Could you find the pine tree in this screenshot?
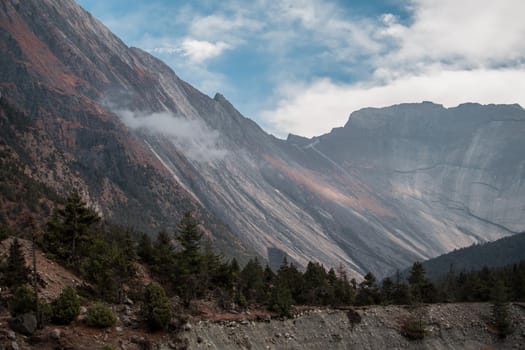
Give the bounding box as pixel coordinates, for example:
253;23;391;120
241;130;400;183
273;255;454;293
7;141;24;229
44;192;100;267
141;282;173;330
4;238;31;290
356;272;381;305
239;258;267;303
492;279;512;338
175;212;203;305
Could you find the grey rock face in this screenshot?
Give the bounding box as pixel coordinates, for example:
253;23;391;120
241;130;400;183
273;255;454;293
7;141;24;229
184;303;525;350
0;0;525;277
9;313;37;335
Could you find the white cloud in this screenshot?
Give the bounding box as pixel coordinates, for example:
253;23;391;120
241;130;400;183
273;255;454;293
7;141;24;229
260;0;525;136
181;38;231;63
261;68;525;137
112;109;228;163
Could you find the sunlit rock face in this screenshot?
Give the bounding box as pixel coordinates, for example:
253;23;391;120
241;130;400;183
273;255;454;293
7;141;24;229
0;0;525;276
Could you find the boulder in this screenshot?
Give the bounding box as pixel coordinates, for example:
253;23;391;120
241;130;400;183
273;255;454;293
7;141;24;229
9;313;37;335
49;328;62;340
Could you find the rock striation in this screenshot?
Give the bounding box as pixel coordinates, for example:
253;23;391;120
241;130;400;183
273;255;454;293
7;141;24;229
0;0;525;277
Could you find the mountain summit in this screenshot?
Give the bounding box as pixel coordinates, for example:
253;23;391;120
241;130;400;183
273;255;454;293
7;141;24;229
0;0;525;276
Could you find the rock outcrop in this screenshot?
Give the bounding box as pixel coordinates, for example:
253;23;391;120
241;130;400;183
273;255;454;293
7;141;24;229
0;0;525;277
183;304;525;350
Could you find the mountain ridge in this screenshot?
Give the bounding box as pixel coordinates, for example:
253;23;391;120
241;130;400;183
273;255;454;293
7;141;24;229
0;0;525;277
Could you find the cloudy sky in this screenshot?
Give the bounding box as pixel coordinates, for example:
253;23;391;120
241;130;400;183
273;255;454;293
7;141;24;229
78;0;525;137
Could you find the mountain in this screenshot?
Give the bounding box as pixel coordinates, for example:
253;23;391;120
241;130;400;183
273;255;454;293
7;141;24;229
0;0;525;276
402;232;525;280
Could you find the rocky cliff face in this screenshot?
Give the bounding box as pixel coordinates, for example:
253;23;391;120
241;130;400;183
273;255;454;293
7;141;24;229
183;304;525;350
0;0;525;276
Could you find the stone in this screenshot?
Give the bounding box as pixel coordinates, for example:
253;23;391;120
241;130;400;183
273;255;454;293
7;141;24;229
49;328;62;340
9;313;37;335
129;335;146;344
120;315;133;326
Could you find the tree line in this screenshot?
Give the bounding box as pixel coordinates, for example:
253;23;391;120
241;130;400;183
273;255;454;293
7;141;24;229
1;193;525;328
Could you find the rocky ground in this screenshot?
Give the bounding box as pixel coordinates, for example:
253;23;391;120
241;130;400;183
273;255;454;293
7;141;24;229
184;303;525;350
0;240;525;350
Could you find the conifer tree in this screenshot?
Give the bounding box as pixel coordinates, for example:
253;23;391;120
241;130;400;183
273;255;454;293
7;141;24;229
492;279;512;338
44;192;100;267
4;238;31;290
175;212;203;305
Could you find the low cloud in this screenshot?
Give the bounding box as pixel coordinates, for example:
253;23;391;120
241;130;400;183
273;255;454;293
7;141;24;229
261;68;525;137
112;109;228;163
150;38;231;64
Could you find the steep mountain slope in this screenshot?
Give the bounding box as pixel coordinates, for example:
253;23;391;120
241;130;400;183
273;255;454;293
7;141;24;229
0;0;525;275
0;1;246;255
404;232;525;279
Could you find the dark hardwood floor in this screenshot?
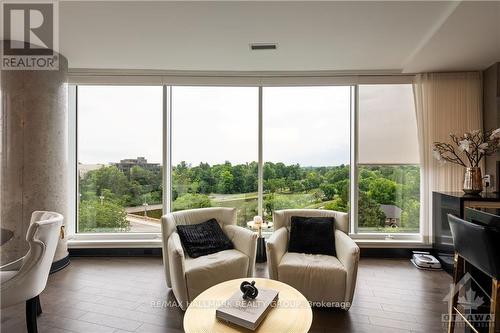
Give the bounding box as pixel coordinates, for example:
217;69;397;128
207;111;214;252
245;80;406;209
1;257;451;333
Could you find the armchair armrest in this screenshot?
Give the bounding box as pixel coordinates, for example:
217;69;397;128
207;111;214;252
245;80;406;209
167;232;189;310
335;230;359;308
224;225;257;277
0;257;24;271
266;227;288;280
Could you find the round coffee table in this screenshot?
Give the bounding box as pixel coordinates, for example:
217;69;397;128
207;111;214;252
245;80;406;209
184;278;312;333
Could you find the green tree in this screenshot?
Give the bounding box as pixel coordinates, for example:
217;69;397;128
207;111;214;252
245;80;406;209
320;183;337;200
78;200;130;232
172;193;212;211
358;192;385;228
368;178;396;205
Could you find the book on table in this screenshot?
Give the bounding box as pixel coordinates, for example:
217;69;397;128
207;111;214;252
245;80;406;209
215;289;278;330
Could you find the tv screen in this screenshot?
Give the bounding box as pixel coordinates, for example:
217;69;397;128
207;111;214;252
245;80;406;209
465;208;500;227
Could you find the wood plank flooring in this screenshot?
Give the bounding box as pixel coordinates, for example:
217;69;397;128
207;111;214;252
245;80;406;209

* * * *

▸ REQUIREMENT: Reproduce the data above with every "screenshot" replaced by "photo" and all other wording unchanged. Omit the pictures from your copy.

▸ TASK RESULT:
Could you find the pine tree in this photo?
Give the bounding box as pixel coordinates, for example:
253;23;391;120
241;130;400;183
273;255;454;293
7;141;24;229
44;192;100;267
141;282;173;330
4;238;31;290
356;272;381;305
239;258;267;303
492;279;512;338
175;212;203;305
Could you find the grey rock face in this photo?
Give the bounding box as pixel coordinates, for example:
253;23;391;120
241;130;400;183
273;255;454;293
7;141;24;229
184;303;525;350
0;0;525;277
9;313;37;335
Could you find the white cloud in this photo?
Give the bounding box as pixel coordinates, for example:
253;23;391;120
241;130;400;183
273;255;454;293
7;141;24;229
260;0;525;136
181;38;231;63
261;68;525;137
112;109;228;163
Could you find the sunlit rock face in this photo?
Give the bounding box as pixel coordinates, for example:
253;23;391;120
241;130;400;183
273;255;454;293
7;141;24;229
0;0;525;276
Could you find the boulder in this photo?
Give the bounding box as pixel coordinates, for example:
253;23;391;120
241;130;400;183
273;255;454;293
7;141;24;229
9;313;37;335
49;328;62;340
Could you find the rock striation in this photo?
Give the bounding box as pixel coordinates, for example:
253;23;391;120
241;130;400;183
273;255;454;293
7;141;24;229
0;0;525;277
Could you find the mountain summit in this photo?
Give the bounding box as pixel coordinates, for example:
253;23;391;120
241;130;400;183
273;255;454;293
7;141;24;229
0;0;525;276
Could you find the rock outcrop in this photo?
Give the bounding box as pixel coordinates, for example:
253;23;391;120
241;130;400;183
273;255;454;293
7;141;24;229
0;0;525;277
183;304;525;350
Could you find the mountain ridge in this photo?
Give the bounding box as pixel coordinates, for example:
253;23;391;120
241;130;400;183
273;255;454;293
7;141;24;229
0;0;525;277
Could you find the cloudy sky in this photo?
Give the bounding box as pixel coordinates, for example:
253;23;391;120
241;130;400;183
273;255;454;293
7;141;24;229
78;0;525;137
Could you find the mountain in this photo?
Give the bounding box as pixel coordinates, for example:
253;23;391;120
241;130;400;183
273;255;454;293
7;141;24;229
0;0;525;276
402;232;525;280
Could you find the rocky cliff face in this photo?
Give the bounding box as pixel coordinates, for example:
253;23;391;120
241;130;400;183
273;255;454;293
7;141;24;229
183;304;525;350
0;0;525;276
Could you find the stone in this photo?
Give the bounding box as pixel coordinates, for example:
253;23;391;120
241;130;400;183
273;255;454;293
7;141;24;229
49;328;62;340
9;313;37;335
129;335;146;344
120;315;133;326
Could you find the tree line in this photo?
Give the bounding box as pixel coordinates, for example:
253;23;391;120
241;130;400;183
273;255;454;293
7;141;24;229
1;193;525;328
Could you find the rocky ground in this photo?
Give the bounding box as pixel coordinates, for example:
253;23;391;120
241;130;400;183
273;255;454;293
7;141;24;229
184;303;525;350
0;240;525;350
Could you find the conifer tree in this photo?
Give the bounding box as pixel coordinates, for example:
253;23;391;120
241;130;400;183
273;255;454;293
7;141;24;229
492;279;512;338
44;192;100;267
4;238;31;290
175;212;203;305
Could you find the low cloud in this photo?
Give the bounding box as pixel coordinates, for example:
253;23;391;120
241;130;400;183
273;255;454;293
7;141;24;229
261;68;525;137
112;109;228;163
150;38;231;64
Could you find the steep mountain slope in this photo?
Give the bounding box as pixel coordinates, for example:
253;23;391;120
241;130;400;183
273;255;454;293
7;141;24;229
0;0;525;275
0;1;246;255
404;232;525;279
Could you find the dark hardwood floor in this photo?
Give the bounding box as pixel coordinates, for example:
217;69;397;128
207;111;214;252
245;80;406;209
1;257;451;333
Could you find the armchair armrest in this photo?
Give the bounding box as pixel coordinates, for example:
217;69;397;128
207;111;214;252
245;80;406;209
167;232;189;310
335;230;359;308
224;225;257;277
0;257;24;271
266;227;288;280
Could you find the round coffee table in this photo?
Give the bounding box as pixel coordinates, for example:
217;69;397;128
207;111;214;252
245;80;406;209
184;278;312;333
Could you find the green tree in this photo?
Give the bounding box as pixel coordinates, for example:
217;69;397;128
207;111;214;252
245;80;406;209
320;183;337;200
78;200;130;232
172;193;212;211
358;192;385;228
368;178;396;205
Could you find the book on table in this photo?
Give the bounding box as pixel coordinates, for example:
217;69;397;128
207;111;214;252
245;80;406;209
215;289;278;330
Could you find the tv screen in this photo?
Give the bounding box as pixel coordinates, for example:
217;69;397;128
207;111;214;252
245;80;406;209
465;208;500;227
Could you find the wood plank flooring in this photo?
Give the bounding box as pixel coordinates, for example:
217;69;397;128
207;111;214;252
245;80;406;209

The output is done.